* The problem *
Pick out every line of the records that contains the word "step" and copy each one, matching case exactly.

* Records for this exercise *
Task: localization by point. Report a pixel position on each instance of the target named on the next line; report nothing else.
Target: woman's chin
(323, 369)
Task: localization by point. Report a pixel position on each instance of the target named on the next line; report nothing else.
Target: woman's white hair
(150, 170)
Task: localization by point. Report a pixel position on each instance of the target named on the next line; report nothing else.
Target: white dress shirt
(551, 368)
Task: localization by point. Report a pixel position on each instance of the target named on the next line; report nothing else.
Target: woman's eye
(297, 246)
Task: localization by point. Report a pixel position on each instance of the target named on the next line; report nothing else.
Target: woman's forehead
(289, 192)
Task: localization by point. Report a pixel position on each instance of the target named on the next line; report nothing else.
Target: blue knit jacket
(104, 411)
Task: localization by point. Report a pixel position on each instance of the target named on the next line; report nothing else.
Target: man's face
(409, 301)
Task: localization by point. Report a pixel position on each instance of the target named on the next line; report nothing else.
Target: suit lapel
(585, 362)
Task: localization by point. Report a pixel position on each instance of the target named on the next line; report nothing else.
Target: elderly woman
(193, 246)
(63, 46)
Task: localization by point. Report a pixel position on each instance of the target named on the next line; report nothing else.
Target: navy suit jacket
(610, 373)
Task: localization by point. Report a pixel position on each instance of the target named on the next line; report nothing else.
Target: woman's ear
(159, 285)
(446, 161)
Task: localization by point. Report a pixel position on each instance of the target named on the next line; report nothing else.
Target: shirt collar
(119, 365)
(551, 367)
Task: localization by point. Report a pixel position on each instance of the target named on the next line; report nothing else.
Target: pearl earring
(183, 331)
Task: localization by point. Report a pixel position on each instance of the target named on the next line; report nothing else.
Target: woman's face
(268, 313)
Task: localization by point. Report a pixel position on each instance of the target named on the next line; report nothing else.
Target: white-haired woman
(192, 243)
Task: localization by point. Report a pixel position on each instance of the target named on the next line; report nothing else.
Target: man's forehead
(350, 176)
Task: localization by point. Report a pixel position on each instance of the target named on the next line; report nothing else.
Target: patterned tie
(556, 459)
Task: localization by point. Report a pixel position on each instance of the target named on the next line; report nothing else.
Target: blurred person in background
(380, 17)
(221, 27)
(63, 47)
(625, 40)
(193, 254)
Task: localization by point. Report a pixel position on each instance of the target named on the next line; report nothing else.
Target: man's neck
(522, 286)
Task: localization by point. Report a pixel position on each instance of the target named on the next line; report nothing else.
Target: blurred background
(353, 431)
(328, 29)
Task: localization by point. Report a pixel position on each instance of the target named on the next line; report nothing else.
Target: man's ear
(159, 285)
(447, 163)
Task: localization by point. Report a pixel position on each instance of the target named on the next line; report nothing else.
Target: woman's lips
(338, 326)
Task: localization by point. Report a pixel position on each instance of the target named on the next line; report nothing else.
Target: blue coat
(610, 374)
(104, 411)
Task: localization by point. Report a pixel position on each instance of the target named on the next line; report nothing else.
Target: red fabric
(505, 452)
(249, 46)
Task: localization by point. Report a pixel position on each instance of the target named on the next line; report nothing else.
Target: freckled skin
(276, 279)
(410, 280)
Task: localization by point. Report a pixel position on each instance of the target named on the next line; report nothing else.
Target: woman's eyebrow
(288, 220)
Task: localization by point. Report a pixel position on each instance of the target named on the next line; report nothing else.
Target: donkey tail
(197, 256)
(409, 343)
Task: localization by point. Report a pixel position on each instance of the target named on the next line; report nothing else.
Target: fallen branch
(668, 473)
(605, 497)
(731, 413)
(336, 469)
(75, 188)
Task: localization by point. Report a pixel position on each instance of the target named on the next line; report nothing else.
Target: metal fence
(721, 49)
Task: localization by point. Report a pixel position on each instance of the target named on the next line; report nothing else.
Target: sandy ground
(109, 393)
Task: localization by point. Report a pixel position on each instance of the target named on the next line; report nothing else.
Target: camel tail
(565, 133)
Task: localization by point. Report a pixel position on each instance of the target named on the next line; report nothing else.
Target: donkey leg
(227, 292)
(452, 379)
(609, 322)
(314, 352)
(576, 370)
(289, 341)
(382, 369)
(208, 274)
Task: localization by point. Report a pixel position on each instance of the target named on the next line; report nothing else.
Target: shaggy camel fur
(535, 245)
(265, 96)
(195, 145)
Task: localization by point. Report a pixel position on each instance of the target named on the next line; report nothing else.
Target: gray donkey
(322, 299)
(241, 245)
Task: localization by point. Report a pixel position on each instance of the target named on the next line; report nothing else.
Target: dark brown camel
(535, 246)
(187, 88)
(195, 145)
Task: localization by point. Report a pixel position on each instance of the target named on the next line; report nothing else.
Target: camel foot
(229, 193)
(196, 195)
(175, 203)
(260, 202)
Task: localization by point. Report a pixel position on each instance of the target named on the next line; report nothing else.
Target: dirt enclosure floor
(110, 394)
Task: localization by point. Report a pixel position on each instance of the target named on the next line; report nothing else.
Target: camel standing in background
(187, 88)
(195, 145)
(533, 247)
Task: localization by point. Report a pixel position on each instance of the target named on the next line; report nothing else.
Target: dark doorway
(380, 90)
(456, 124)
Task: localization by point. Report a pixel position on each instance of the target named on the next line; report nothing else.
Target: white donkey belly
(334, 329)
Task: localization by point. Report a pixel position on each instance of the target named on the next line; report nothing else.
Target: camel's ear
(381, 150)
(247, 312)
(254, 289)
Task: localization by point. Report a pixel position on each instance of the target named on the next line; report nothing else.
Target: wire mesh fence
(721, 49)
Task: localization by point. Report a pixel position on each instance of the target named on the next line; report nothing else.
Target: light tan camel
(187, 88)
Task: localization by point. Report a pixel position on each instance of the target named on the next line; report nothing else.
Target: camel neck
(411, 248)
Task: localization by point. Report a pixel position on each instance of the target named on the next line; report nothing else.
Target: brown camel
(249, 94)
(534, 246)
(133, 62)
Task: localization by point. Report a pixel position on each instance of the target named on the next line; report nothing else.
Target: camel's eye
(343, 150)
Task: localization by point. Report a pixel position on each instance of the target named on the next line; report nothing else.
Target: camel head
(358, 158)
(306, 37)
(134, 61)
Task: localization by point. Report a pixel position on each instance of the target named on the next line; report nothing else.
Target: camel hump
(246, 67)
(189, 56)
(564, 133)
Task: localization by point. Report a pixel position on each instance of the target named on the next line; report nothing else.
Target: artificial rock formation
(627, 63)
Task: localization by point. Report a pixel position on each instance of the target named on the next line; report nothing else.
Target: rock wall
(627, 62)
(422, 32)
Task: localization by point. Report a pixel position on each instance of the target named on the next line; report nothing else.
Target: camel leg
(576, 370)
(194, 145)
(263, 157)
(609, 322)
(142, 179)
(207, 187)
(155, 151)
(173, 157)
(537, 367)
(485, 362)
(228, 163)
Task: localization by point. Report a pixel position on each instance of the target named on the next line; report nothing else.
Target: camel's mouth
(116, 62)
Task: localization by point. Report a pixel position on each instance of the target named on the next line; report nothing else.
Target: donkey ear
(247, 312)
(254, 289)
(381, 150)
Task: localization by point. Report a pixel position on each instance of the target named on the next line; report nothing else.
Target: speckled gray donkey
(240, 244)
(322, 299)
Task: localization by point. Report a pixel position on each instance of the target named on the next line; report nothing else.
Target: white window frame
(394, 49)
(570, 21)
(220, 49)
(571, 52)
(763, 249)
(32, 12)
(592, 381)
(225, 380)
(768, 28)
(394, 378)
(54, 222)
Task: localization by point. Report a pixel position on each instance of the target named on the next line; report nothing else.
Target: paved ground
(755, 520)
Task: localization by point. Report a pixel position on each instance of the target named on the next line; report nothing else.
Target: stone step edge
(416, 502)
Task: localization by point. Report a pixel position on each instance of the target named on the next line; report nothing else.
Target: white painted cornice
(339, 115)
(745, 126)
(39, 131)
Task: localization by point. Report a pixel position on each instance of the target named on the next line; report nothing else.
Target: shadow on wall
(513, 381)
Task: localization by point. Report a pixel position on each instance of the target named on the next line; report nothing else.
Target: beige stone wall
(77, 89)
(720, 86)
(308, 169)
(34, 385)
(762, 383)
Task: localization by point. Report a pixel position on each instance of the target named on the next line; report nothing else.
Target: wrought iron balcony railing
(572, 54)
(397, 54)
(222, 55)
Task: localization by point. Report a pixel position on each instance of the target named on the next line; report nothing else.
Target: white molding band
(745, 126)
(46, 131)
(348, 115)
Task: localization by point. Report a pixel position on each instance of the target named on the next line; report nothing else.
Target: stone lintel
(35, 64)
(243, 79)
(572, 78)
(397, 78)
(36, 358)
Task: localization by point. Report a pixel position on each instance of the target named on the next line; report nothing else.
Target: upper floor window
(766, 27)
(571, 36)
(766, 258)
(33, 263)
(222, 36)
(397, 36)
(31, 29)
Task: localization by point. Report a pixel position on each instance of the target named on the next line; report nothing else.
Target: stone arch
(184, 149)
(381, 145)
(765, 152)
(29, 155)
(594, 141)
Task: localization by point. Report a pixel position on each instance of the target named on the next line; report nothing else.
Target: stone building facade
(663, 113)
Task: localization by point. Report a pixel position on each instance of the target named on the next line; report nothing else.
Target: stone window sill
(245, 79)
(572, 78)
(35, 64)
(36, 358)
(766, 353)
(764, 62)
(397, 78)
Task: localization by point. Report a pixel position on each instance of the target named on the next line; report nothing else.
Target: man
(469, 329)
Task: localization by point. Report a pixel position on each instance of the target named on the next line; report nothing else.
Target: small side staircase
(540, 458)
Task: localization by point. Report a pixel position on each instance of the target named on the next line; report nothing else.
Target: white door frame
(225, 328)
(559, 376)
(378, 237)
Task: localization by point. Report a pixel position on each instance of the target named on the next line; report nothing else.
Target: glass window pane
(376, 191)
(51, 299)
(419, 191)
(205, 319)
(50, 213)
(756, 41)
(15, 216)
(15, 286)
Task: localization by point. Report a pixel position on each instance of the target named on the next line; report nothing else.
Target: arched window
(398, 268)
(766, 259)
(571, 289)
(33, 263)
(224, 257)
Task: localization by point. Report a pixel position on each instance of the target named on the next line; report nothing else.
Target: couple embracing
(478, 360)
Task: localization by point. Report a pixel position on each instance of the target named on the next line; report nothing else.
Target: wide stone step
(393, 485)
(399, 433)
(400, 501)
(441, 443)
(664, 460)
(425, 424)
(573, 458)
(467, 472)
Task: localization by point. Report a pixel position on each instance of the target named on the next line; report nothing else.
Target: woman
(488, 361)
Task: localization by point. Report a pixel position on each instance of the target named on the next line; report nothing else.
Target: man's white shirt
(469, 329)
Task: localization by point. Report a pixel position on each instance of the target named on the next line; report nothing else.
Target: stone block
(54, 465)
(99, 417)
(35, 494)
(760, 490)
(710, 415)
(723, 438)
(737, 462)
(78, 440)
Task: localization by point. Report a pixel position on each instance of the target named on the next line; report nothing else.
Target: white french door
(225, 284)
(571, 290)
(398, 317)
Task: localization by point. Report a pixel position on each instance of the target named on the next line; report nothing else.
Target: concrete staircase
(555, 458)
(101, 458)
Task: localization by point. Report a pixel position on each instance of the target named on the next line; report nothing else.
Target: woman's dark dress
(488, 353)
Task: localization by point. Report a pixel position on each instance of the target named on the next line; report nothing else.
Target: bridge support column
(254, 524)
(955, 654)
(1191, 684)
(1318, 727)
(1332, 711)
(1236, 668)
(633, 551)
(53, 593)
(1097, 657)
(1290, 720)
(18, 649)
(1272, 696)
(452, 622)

* Complete output *
Target: stone step edge
Target: wide stone step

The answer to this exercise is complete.